[[ Text excerpt open ]]

Different Ages, Different Stages
12 Feb, 2010 in Alcohol Drug Detox, Alcohol Drug Rehab Centers, Alcohol Prescription DrugsConversations with your children have to be appropriate to the child’s age and ability to comprehend. Toddlers can be encouraged to tell you what happened at day care or a fourth-grader can discuss what he liked best in his school lunch. Later, attitudes about drinking, smoking, and taking drugs can be passed on by comments while watching television—what the experts call a “teachable moment.” A program can prompt a discussion of whether you really need to drink beer to have a good time or make friends. Or you can talk to your children about people they know and what they eat, drink, or smoke. Do so in a way that doesn’t denigrate friends or relatives and remains factual and nonjudgmental.
Fifth grade seems to be a particularly good time to talk with children about what is troubling them. At that time they want to talk to you. By sixth grade, they are really worried about alcohol. Concerns probably peak at that age because these kids are on the threshold of junior high school, where they know pressures to drink and use marijuana will increase dramatically. Seventh-grade children (beginning adolescence) start to be more secretive. They don’t want anyone to know what goes on. They all try to sit unnoticed in the last row in a classroom.
Even if you’ve talked to your children through the years, you have to keep repeating the same messages over and over again in different ways. This takes ingenuity. What you say must continue to reflect what they can understand. At times they may not seem to be listening, but they are absorbing your attitudes and ways nevertheless.
It’s best to begin this process while your children are very young, since it is hard to communicate about sensitive topics with a defensive teenager who has never developed a feeling of give-and-take with his parents. By the time you say, as one father did, “My son is seventeen. He smokes pot every day. What do I do now?” it may be much harder to start a dialogue. You may need to get outside help to guide you in dealing with the situation.

[[ Text excerpt closed ]]
[[ Given entries open ]]

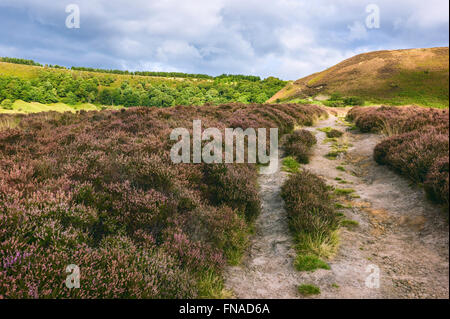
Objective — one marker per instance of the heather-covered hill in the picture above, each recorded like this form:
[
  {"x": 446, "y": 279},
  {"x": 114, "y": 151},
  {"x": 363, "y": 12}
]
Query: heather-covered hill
[{"x": 398, "y": 77}]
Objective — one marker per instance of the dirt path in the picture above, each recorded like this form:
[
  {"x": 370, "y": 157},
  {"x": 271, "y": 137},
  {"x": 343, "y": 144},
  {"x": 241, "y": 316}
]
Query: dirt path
[
  {"x": 267, "y": 269},
  {"x": 399, "y": 233}
]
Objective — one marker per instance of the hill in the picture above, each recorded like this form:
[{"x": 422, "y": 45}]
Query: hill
[
  {"x": 25, "y": 81},
  {"x": 414, "y": 76}
]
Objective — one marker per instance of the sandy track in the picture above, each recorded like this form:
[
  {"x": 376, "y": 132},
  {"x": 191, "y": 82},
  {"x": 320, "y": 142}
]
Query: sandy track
[{"x": 399, "y": 232}]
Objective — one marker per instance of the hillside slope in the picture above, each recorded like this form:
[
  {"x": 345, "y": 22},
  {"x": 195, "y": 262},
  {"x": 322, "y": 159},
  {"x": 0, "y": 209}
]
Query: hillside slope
[
  {"x": 414, "y": 76},
  {"x": 29, "y": 83}
]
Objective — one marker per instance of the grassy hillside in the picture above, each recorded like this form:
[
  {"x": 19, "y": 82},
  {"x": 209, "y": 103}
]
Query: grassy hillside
[
  {"x": 415, "y": 76},
  {"x": 61, "y": 88}
]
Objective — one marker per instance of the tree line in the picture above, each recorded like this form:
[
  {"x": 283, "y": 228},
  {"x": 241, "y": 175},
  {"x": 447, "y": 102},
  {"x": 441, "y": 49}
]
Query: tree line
[{"x": 51, "y": 86}]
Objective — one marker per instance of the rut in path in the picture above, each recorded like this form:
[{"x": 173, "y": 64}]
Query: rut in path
[{"x": 399, "y": 232}]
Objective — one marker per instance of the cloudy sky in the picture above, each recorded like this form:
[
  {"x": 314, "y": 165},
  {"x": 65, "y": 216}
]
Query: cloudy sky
[{"x": 284, "y": 38}]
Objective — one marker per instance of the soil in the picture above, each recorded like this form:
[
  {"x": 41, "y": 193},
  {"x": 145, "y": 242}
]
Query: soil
[{"x": 399, "y": 233}]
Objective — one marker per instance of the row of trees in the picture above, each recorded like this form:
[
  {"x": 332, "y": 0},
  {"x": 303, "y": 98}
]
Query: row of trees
[
  {"x": 228, "y": 77},
  {"x": 51, "y": 86}
]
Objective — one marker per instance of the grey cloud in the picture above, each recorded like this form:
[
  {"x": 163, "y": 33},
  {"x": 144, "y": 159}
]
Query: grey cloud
[{"x": 285, "y": 38}]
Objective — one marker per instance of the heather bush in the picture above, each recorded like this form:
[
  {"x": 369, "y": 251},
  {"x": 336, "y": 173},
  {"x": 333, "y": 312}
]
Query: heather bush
[
  {"x": 98, "y": 189},
  {"x": 298, "y": 145},
  {"x": 417, "y": 146},
  {"x": 334, "y": 133},
  {"x": 395, "y": 120}
]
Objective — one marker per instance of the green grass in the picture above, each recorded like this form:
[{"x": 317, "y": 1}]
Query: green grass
[
  {"x": 349, "y": 223},
  {"x": 308, "y": 290},
  {"x": 341, "y": 206},
  {"x": 309, "y": 263},
  {"x": 318, "y": 244},
  {"x": 290, "y": 165}
]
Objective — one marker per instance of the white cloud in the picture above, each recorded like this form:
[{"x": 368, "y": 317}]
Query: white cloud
[{"x": 358, "y": 31}]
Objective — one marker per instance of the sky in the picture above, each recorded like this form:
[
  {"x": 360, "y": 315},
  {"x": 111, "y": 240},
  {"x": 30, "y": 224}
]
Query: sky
[{"x": 288, "y": 39}]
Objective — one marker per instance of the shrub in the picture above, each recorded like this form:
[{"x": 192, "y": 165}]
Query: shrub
[
  {"x": 334, "y": 133},
  {"x": 418, "y": 145},
  {"x": 308, "y": 290},
  {"x": 98, "y": 189},
  {"x": 7, "y": 104},
  {"x": 298, "y": 145},
  {"x": 311, "y": 214}
]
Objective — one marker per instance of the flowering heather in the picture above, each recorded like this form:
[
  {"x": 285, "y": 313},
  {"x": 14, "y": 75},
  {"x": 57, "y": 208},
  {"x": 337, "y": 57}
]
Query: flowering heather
[
  {"x": 417, "y": 146},
  {"x": 299, "y": 144},
  {"x": 98, "y": 190},
  {"x": 395, "y": 120}
]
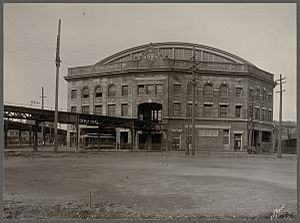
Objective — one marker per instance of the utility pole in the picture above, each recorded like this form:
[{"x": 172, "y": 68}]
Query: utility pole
[
  {"x": 43, "y": 126},
  {"x": 57, "y": 62},
  {"x": 187, "y": 150},
  {"x": 193, "y": 102},
  {"x": 280, "y": 113},
  {"x": 251, "y": 108}
]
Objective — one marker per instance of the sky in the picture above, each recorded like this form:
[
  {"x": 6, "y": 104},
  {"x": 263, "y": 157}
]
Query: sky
[{"x": 263, "y": 34}]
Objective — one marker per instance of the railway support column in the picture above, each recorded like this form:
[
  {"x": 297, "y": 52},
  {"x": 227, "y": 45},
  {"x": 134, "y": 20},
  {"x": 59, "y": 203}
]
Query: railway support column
[
  {"x": 20, "y": 138},
  {"x": 99, "y": 144},
  {"x": 36, "y": 128},
  {"x": 130, "y": 141},
  {"x": 77, "y": 133},
  {"x": 149, "y": 141},
  {"x": 118, "y": 139},
  {"x": 30, "y": 133},
  {"x": 136, "y": 140},
  {"x": 5, "y": 134}
]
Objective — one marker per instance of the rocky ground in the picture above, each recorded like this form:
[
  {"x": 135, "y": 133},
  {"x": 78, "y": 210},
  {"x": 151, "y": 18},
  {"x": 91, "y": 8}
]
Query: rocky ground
[
  {"x": 109, "y": 210},
  {"x": 48, "y": 185}
]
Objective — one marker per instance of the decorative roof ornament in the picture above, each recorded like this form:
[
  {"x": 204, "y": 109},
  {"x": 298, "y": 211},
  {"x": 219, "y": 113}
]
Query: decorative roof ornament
[{"x": 151, "y": 55}]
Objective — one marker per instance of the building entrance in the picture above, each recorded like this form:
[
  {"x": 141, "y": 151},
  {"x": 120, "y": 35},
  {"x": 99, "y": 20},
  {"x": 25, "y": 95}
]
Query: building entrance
[
  {"x": 237, "y": 142},
  {"x": 150, "y": 111}
]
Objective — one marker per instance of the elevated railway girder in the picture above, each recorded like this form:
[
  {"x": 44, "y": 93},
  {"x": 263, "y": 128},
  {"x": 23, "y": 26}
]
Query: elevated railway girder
[{"x": 38, "y": 115}]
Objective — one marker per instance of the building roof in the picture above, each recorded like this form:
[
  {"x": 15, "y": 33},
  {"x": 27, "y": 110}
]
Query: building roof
[
  {"x": 175, "y": 50},
  {"x": 165, "y": 56}
]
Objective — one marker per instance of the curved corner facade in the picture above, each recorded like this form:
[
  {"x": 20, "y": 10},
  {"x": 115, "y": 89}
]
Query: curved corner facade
[{"x": 234, "y": 98}]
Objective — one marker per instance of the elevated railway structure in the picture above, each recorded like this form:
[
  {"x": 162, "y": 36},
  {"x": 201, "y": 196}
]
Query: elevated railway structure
[{"x": 12, "y": 112}]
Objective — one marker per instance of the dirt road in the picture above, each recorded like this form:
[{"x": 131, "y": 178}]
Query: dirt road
[{"x": 147, "y": 186}]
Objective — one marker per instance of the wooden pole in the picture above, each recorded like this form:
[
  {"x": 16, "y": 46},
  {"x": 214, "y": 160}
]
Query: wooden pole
[{"x": 57, "y": 61}]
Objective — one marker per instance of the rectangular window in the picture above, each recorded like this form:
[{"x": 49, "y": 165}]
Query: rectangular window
[
  {"x": 225, "y": 136},
  {"x": 73, "y": 109},
  {"x": 124, "y": 110},
  {"x": 190, "y": 91},
  {"x": 111, "y": 110},
  {"x": 85, "y": 109},
  {"x": 257, "y": 113},
  {"x": 238, "y": 92},
  {"x": 223, "y": 111},
  {"x": 150, "y": 89},
  {"x": 208, "y": 132},
  {"x": 257, "y": 95},
  {"x": 158, "y": 88},
  {"x": 176, "y": 109},
  {"x": 177, "y": 89},
  {"x": 238, "y": 111},
  {"x": 125, "y": 90},
  {"x": 141, "y": 89},
  {"x": 189, "y": 110},
  {"x": 73, "y": 94},
  {"x": 270, "y": 98},
  {"x": 207, "y": 111},
  {"x": 263, "y": 118},
  {"x": 270, "y": 116},
  {"x": 251, "y": 93},
  {"x": 159, "y": 115},
  {"x": 98, "y": 109}
]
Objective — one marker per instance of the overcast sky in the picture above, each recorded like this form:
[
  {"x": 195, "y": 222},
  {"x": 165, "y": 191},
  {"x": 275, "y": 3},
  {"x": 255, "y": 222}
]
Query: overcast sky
[{"x": 263, "y": 34}]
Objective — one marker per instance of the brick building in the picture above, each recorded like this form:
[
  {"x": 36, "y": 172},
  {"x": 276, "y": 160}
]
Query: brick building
[{"x": 234, "y": 98}]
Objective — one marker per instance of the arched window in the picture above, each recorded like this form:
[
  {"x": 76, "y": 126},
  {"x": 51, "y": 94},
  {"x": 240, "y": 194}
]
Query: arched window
[
  {"x": 85, "y": 92},
  {"x": 208, "y": 90},
  {"x": 223, "y": 91},
  {"x": 264, "y": 95},
  {"x": 98, "y": 92},
  {"x": 112, "y": 91}
]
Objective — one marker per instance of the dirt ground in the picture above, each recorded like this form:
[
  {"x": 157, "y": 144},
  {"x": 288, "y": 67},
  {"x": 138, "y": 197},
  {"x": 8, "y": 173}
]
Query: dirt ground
[{"x": 128, "y": 185}]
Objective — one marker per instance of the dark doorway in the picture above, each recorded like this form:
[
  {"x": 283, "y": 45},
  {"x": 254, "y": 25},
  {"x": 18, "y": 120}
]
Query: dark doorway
[
  {"x": 150, "y": 112},
  {"x": 237, "y": 142},
  {"x": 124, "y": 140}
]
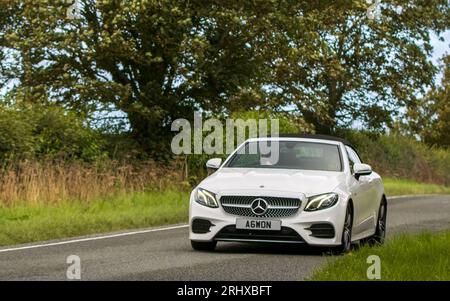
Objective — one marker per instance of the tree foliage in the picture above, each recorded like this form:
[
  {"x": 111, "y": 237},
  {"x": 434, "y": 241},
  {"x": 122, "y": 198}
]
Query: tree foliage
[{"x": 430, "y": 117}]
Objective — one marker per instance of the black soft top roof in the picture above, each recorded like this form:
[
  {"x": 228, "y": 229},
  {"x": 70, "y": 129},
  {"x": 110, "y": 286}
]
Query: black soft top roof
[{"x": 316, "y": 136}]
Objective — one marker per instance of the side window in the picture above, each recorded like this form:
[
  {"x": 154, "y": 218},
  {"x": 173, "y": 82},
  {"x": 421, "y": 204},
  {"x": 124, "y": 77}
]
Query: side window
[{"x": 352, "y": 156}]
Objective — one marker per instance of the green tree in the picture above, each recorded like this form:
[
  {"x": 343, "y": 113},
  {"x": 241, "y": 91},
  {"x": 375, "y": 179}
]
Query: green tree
[
  {"x": 337, "y": 65},
  {"x": 154, "y": 60},
  {"x": 430, "y": 116}
]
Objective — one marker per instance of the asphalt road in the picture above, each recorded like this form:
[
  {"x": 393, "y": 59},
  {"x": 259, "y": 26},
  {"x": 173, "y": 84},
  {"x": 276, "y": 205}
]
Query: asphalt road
[{"x": 167, "y": 255}]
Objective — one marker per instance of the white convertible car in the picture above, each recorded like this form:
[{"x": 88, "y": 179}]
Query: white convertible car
[{"x": 316, "y": 192}]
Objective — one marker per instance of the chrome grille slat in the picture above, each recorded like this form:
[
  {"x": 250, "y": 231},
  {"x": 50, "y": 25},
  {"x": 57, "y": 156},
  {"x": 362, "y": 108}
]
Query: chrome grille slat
[{"x": 278, "y": 207}]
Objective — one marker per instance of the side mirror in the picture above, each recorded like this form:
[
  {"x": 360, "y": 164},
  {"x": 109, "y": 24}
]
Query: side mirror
[
  {"x": 360, "y": 169},
  {"x": 214, "y": 163}
]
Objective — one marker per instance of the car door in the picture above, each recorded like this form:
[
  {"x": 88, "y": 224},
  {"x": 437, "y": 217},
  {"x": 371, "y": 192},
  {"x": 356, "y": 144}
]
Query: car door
[{"x": 363, "y": 197}]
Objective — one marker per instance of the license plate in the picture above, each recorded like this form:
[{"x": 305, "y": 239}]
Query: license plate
[{"x": 258, "y": 224}]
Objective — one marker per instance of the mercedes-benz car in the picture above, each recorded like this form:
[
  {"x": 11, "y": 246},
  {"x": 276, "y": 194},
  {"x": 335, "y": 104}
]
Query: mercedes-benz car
[{"x": 311, "y": 190}]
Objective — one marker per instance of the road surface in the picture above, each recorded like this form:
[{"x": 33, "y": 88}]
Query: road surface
[{"x": 165, "y": 254}]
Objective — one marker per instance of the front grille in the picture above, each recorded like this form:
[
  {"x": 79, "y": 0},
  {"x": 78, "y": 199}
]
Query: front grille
[
  {"x": 278, "y": 206},
  {"x": 287, "y": 235}
]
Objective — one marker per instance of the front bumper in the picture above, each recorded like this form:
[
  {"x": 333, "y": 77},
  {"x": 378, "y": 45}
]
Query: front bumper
[{"x": 295, "y": 228}]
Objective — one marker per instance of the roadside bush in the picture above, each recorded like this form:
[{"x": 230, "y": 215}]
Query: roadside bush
[
  {"x": 30, "y": 131},
  {"x": 402, "y": 157}
]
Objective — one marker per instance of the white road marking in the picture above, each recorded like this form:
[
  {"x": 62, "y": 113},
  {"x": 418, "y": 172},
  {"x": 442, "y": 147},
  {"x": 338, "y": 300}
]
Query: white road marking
[
  {"x": 411, "y": 196},
  {"x": 133, "y": 233},
  {"x": 92, "y": 238}
]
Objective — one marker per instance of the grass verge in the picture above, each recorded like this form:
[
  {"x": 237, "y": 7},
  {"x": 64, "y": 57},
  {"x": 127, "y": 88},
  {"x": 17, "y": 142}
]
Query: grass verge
[
  {"x": 27, "y": 222},
  {"x": 394, "y": 186},
  {"x": 419, "y": 257}
]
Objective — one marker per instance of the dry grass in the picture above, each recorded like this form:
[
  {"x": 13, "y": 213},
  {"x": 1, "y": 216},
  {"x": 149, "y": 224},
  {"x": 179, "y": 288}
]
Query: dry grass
[{"x": 49, "y": 181}]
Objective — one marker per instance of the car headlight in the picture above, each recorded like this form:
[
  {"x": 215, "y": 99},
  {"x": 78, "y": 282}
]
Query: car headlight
[
  {"x": 321, "y": 201},
  {"x": 205, "y": 198}
]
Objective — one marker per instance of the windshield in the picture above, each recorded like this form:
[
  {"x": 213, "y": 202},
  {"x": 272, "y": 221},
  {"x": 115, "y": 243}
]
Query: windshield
[{"x": 292, "y": 155}]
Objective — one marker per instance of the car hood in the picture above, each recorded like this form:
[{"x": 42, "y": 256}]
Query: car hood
[{"x": 288, "y": 180}]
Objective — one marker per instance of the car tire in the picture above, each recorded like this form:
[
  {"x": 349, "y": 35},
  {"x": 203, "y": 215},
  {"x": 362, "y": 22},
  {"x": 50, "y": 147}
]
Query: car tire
[
  {"x": 203, "y": 245},
  {"x": 380, "y": 232},
  {"x": 346, "y": 240}
]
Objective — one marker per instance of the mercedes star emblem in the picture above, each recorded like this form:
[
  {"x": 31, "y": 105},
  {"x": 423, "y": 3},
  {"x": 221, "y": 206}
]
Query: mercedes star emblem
[{"x": 259, "y": 206}]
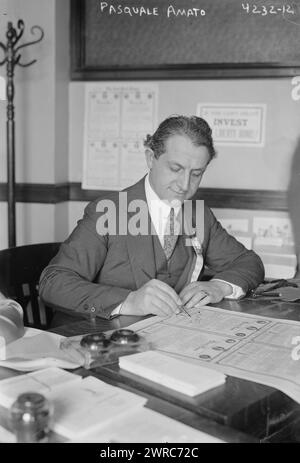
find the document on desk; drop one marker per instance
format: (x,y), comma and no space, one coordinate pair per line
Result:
(89,406)
(81,406)
(261,349)
(41,381)
(173,373)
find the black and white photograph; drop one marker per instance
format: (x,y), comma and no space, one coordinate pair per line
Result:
(149,225)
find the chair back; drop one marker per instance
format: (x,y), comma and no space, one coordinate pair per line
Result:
(20,270)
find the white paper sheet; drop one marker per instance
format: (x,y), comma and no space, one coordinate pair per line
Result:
(246,346)
(41,381)
(36,349)
(173,373)
(90,405)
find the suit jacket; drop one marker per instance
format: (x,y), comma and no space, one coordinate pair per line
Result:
(93,273)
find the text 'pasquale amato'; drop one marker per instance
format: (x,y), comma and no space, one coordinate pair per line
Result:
(170,11)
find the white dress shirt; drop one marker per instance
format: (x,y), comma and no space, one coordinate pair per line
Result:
(159,212)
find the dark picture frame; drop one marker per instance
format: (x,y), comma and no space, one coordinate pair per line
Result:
(86,64)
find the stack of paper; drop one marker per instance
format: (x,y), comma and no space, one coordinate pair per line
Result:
(173,373)
(42,381)
(35,350)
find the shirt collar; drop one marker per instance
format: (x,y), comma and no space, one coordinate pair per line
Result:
(154,201)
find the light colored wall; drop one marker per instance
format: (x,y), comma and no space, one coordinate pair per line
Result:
(41,116)
(235,167)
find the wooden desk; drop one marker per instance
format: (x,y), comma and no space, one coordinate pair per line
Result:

[[ Given entries closed ]]

* **Work instructions**
1. Copy the text on talking with children about alcohol and drugs between "Even if you’ve" and "and ways nevertheless.", inclusive.
2. According to the text on talking with children about alcohol and drugs, which grade seems to be a particularly good time to talk with children about what is troubling them?

* **Results of the exercise**
1.
Even if you’ve talked to your children through the years, you have to keep repeating the same messages over and over again in different ways. This takes ingenuity. What you say must continue to reflect what they can understand. At times they may not seem to be listening, but they are absorbing your attitudes and ways nevertheless.

2. Fifth grade.